→ **SOURCE**

################

One of the most important properties of a living cell is its ability to be trained. The "trainability" of a nervous cell is extrapolated to the trainability of the entire model.

Neurons in various parts of the brain performing different functions have various levels of initial activity and various trainability. Therefore, certain parts of the brain become sources of activity or inhibition for others: it has activating and inhibiting systems.

 

Finally, about the mechanism of intellectual activity.

Nowadays, everyone is accustomed to automatic vending machines: insert a coin in the slot and get a soft drink or a newspaper; but you must insert the correct coin and not a metal slug. A sensor must recognize the coin and turn on the action mechanism. A simple scheme that calls forth a reflex is rigidly programmed: "irritant — action." The objective is programmed in communication. The stimulus is in the coin. All intellect is limited by recognition and turning on. These automatic coin-operated machines have gradually become more complex: various coins, various requirements on the part of the user, and various actions. The complexity lies in the system of switching over; the "intellect" has remained the same.

A characteristic feature: an automatic vending machine acts in "sequence": irritant — final action. A simple reflex acts in the same way. Further process is expressed in development of inhibitors; the mechanism of action is impeded if the conditions are not favourable, i.e., if inhibition is present. But inhibition can be replaced by activation: conditions control actions.

Now we already have four components: irritant (a coin), action (soft drink). The stimulus is the condition that activates this mechanism, while the inhibitor activates a blocking mechanism. If, to examine this process further, we imagine that one and the same irritant can turn on various and even controversial actions, everything depends on a com­bination of stimuli and blocks.

I referred to a portion of action with the use of mentality as a Functional Act (FA). This is a chain of obligatory elements, of actions with models where each consecutive step is triggered by the previous one, but with the participation of stimuli and inhibitors. The same picture as in the case of a simple reflex (irritant — action) but one response is replaced by several. The responses link up as follows:

Perception — analysis — objective — planning — decision — action.

################

→ **DIRECTIVE 1**
List the links that the passage on intellectual activity gives in the chain of a Functional Act, in order.
The passage and the listing are unrelated to each other.

→ **RECORDS SHOWN**

################

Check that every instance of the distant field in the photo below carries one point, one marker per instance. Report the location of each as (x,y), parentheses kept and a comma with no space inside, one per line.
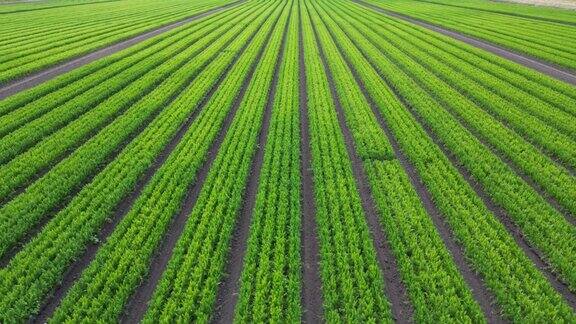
(287,161)
(566,4)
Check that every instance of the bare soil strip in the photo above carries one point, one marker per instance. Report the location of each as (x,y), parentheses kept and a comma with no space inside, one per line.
(482,295)
(558,4)
(311,283)
(52,72)
(395,289)
(229,288)
(527,61)
(137,306)
(126,204)
(47,7)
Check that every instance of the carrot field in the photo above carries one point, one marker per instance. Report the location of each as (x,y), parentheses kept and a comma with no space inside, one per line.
(285,161)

################

→ **DIRECTIVE 2**
Switch "carrot field" to "onion field" in the part of the listing that opens with the line containing "Check that every instance of the carrot" and closes at the end of the listing. Give back only that part.

→ **EXERCISE RESPONSE 1**
Perception, analysis, objective, planning, decision, action.

→ **EXERCISE RESPONSE 2**
Check that every instance of the onion field in the photo above carries one point, one marker per instance. Report the location of each as (x,y), parentheses kept and a comma with no space inside, one per line.
(285,161)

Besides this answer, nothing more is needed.